More than 40 member states of the UN Human Rights Council have expressed “serious concern” over the approval of Iran’s new hijab bill it branded “gender apartheid”. 

The law imposes harsher penalties, including longer prison sentences and higher fines, on women who do not adhere to the country’s strict Islamic dress code for head coverings and modest attire. Late in September, Iran’s Parliament announced that the bill was approved for a “three-year trial run” following coordination by the judiciary. 

During a Wednesday meeting at the 54th Session of the Human Rights Council (UNHRC), the majority of the 47-member group endorsed a statement, initiated by Canada, condemning the Islamic Republic’s intensified measures to enforce hijab through the new bill. The statement was delivered by Canada’s Ambassador to the Council, Leslie E. Norton. 

“We join our voices to those of the High Commissioner, Special Procedures, and the Fact-Finding Mission on Iran to express serious concern at the recent adoption of the Chastity and Hijab bill by the Iranian Parliament,” read the statement. 

The contentious bill’s content was finalized by a committee of approximately 10 lawmakers making the best use of an obscure regulation known as Article 85 of the constitution that enabled the parliament to effectively sideline opposition by restricting discussions on the bill to an internal committee. The only aspect voted upon was the duration for the trial implementation.

Raising alarm over Iran’s plans to deepen punishments for women and girls who do not obey its “draconian compulsory dress code,” the member countries decried the regime for seeking “to force non-complying women into an unprecedented social and economic siege”, measures including travel bans, denial of education, health facilities and other public services. Private businesses will also be compelled to refuse services to uncovered women.

UN rights experts branded the new law as gender apartheid in September. Rights group Amnesty International said it will impose “draconian penalties” and called on the international community to pressure Iran to revoke the ‘despicable’ bill.

Phrase grounding data
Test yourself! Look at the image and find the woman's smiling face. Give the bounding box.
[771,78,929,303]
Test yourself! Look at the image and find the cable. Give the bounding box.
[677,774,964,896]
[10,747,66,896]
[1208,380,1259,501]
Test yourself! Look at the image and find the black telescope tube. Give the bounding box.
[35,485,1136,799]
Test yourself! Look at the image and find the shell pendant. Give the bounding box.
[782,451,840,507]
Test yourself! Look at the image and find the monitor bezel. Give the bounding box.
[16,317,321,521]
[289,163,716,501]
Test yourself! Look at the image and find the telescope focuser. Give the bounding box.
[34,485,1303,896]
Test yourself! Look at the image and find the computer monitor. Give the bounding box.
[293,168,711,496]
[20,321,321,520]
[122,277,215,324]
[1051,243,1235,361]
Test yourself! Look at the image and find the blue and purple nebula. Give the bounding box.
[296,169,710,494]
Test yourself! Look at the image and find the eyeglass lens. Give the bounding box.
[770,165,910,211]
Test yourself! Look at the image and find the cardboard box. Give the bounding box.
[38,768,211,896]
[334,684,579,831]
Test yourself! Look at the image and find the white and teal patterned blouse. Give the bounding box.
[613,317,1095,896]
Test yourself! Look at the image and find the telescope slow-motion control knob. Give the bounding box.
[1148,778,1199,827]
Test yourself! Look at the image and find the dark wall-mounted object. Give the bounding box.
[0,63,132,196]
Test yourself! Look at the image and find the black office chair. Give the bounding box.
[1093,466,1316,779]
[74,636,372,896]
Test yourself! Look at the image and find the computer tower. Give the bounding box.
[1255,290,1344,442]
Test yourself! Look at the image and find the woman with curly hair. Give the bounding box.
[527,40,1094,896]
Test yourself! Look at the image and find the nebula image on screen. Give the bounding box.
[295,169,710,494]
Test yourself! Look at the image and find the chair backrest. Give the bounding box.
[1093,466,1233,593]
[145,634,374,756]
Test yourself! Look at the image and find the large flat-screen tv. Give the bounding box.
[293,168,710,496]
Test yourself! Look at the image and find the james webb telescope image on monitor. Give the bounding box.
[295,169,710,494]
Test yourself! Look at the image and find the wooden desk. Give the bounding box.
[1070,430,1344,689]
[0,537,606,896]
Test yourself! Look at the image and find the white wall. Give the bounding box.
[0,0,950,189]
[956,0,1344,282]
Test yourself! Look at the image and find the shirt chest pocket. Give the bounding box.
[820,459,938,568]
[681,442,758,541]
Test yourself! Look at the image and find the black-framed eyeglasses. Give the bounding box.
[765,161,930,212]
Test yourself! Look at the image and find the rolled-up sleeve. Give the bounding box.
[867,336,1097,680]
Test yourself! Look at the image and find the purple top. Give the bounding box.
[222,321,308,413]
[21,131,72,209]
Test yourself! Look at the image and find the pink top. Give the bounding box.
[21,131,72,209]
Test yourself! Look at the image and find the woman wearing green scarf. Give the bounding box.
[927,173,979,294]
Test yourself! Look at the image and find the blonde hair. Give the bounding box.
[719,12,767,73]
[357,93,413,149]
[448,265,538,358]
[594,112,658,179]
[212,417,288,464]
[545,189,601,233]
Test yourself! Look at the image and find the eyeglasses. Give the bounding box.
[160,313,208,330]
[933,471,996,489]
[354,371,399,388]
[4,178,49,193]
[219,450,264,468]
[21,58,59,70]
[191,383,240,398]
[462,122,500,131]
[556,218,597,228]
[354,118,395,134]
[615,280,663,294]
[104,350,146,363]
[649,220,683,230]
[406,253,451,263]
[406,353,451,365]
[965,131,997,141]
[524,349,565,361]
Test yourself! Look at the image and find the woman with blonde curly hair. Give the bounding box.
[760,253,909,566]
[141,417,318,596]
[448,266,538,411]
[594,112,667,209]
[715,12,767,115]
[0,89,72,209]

- [Tasks to perform]:
a. Do the following statements agree with the article on Iran's hijab bill? Answer yes or no for each, quoting the words of the text that decide it. (i) The statement delivered at the Human Rights Council was initiated by Canada. (ii) The Iranian Parliament voted on the full content of the bill. (iii) Private businesses will be required to refuse services to uncovered women.
b. According to the article on Iran's hijab bill, how was the parliament able to sideline opposition to the bill?

- [Responses for each task]:
a.
(i) Yes: "endorsed a statement, initiated by Canada"
(ii) No: "The only aspect voted upon was the duration for the trial implementation."
(iii) Yes: "Private businesses will also be compelled to refuse services to uncovered women."

b. It used an obscure regulation known as Article 85 of the constitution, which restricted discussions on the bill to an internal committee. A committee of about 10 lawmakers finalized the content.